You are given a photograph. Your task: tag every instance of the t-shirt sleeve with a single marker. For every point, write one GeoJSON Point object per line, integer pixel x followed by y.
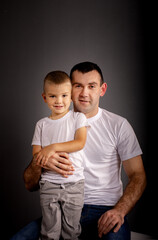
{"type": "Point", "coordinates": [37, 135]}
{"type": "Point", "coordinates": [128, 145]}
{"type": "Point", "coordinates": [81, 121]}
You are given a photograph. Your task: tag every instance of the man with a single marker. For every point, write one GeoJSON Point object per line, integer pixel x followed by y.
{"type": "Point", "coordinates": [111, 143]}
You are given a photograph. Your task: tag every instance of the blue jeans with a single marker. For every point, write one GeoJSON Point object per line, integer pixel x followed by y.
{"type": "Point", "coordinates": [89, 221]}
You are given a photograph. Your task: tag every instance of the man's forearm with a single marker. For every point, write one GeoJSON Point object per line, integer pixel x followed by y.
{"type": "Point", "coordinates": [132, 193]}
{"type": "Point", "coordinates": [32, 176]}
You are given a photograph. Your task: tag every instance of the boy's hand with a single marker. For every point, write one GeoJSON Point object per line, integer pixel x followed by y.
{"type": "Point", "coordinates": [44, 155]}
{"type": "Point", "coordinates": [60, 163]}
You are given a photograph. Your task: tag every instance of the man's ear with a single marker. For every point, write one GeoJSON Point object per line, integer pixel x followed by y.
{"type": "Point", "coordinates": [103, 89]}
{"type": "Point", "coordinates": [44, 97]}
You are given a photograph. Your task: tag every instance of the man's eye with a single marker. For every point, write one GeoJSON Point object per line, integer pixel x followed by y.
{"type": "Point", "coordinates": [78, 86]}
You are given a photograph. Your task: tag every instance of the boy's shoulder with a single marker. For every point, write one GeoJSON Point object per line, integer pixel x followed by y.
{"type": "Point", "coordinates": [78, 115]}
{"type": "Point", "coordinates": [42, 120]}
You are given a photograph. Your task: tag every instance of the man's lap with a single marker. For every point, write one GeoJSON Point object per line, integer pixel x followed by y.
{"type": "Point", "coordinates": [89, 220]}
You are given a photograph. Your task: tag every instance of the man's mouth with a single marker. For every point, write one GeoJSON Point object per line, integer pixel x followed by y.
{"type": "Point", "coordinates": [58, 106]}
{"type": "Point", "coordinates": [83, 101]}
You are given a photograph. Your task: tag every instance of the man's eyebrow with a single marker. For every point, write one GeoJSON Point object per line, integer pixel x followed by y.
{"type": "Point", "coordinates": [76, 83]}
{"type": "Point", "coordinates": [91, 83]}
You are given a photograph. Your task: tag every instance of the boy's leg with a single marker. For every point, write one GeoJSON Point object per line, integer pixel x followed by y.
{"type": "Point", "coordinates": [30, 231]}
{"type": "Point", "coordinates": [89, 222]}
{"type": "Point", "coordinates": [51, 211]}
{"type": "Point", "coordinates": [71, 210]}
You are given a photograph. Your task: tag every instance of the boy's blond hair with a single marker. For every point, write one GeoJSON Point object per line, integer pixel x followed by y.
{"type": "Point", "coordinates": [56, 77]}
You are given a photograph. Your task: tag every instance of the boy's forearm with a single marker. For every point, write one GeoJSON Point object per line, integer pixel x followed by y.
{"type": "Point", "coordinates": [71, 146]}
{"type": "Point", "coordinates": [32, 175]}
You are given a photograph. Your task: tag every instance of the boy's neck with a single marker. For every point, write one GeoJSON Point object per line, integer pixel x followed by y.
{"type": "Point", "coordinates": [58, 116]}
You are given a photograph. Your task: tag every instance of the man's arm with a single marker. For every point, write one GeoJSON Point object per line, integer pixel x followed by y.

...

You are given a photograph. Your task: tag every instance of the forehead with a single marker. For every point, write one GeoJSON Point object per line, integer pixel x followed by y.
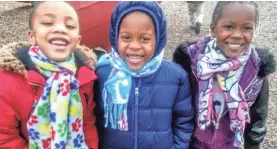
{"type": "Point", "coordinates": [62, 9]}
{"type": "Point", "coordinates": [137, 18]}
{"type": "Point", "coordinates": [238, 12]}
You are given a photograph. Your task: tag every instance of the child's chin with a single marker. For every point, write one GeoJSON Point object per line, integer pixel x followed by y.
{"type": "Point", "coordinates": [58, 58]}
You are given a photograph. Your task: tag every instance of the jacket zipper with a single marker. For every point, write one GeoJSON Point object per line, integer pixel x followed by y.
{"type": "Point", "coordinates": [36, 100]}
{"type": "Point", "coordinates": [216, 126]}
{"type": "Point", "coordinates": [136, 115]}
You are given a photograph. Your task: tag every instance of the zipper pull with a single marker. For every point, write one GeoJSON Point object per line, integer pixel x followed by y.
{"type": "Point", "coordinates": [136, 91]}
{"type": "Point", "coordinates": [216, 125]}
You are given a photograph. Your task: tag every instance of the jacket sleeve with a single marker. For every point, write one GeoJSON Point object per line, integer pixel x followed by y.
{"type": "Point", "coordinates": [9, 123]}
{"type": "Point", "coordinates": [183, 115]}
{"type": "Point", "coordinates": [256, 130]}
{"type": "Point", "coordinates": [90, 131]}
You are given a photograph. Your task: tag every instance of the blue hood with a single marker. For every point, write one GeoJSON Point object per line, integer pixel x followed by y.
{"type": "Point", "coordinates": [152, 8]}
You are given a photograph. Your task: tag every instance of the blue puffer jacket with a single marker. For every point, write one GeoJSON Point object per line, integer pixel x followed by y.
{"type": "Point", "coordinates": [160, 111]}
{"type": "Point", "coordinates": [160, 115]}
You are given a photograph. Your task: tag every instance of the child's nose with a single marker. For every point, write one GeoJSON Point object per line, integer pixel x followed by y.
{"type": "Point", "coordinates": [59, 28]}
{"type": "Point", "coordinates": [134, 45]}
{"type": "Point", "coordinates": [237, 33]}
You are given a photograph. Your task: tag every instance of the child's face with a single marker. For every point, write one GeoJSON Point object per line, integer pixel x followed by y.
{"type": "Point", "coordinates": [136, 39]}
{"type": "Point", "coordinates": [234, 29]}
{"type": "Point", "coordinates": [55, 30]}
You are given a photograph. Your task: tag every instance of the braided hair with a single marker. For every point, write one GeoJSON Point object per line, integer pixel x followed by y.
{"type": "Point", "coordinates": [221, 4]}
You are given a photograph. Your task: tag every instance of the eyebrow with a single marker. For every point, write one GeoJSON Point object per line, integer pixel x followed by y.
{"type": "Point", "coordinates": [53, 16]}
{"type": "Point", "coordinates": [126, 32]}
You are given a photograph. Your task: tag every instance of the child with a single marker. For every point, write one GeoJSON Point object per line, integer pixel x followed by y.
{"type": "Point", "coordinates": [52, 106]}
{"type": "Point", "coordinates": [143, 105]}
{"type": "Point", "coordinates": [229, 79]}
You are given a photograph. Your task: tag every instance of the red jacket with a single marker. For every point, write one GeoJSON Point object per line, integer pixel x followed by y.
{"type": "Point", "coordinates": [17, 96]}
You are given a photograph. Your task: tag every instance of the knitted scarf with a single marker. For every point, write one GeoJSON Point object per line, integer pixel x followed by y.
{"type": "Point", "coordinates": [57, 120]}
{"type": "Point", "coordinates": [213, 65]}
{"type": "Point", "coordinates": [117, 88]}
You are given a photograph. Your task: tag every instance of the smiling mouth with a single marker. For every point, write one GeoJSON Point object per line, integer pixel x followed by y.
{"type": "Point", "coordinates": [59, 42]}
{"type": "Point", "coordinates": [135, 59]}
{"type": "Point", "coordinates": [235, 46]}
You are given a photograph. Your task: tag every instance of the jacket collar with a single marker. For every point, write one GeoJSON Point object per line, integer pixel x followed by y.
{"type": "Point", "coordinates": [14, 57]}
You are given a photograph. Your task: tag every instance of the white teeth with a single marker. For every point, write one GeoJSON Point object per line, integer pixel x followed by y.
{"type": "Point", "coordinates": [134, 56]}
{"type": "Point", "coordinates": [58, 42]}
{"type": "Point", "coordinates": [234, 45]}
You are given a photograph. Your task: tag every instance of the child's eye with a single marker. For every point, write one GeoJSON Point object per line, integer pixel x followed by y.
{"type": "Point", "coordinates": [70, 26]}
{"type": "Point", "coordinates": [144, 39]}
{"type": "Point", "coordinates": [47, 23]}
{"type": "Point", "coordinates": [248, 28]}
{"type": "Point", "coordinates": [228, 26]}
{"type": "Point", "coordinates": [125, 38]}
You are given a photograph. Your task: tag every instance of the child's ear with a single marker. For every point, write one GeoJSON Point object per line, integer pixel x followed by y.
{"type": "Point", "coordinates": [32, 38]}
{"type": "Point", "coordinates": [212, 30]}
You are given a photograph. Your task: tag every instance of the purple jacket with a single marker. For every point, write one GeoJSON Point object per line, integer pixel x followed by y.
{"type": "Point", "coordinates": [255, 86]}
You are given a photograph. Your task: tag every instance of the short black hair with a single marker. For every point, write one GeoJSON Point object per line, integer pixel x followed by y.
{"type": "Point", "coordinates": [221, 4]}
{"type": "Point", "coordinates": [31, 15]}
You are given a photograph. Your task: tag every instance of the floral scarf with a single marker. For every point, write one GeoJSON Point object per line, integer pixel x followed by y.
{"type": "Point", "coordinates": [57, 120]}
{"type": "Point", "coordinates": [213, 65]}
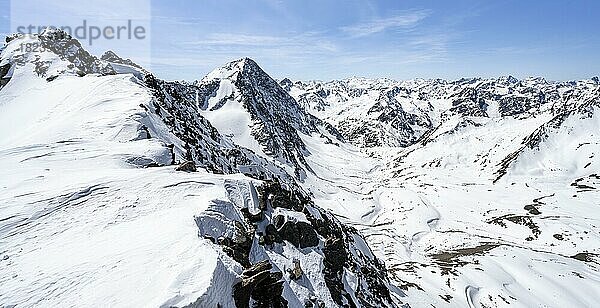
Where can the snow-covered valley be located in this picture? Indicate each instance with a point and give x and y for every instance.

=== EXERCISE ===
Collect every line above, from both blocks, that contains the word "hair", and copy each one in full.

=== REPLY ===
You are given a photograph. Your task: tag every instance of the boy's blond hair with a single marker. For every point, write one GeoJSON Point object per line, integer pixel x followed by y.
You are given a photograph. Your task: tag every instance of the braided hair with a single marker. For every point, write one GeoJSON Point object per line, integer pixel x followed by y.
You are given a photograph. Your task: tag every instance of the short black hair with a single marker. For every point, write one GeoJSON Point object per line, integer pixel x followed by y.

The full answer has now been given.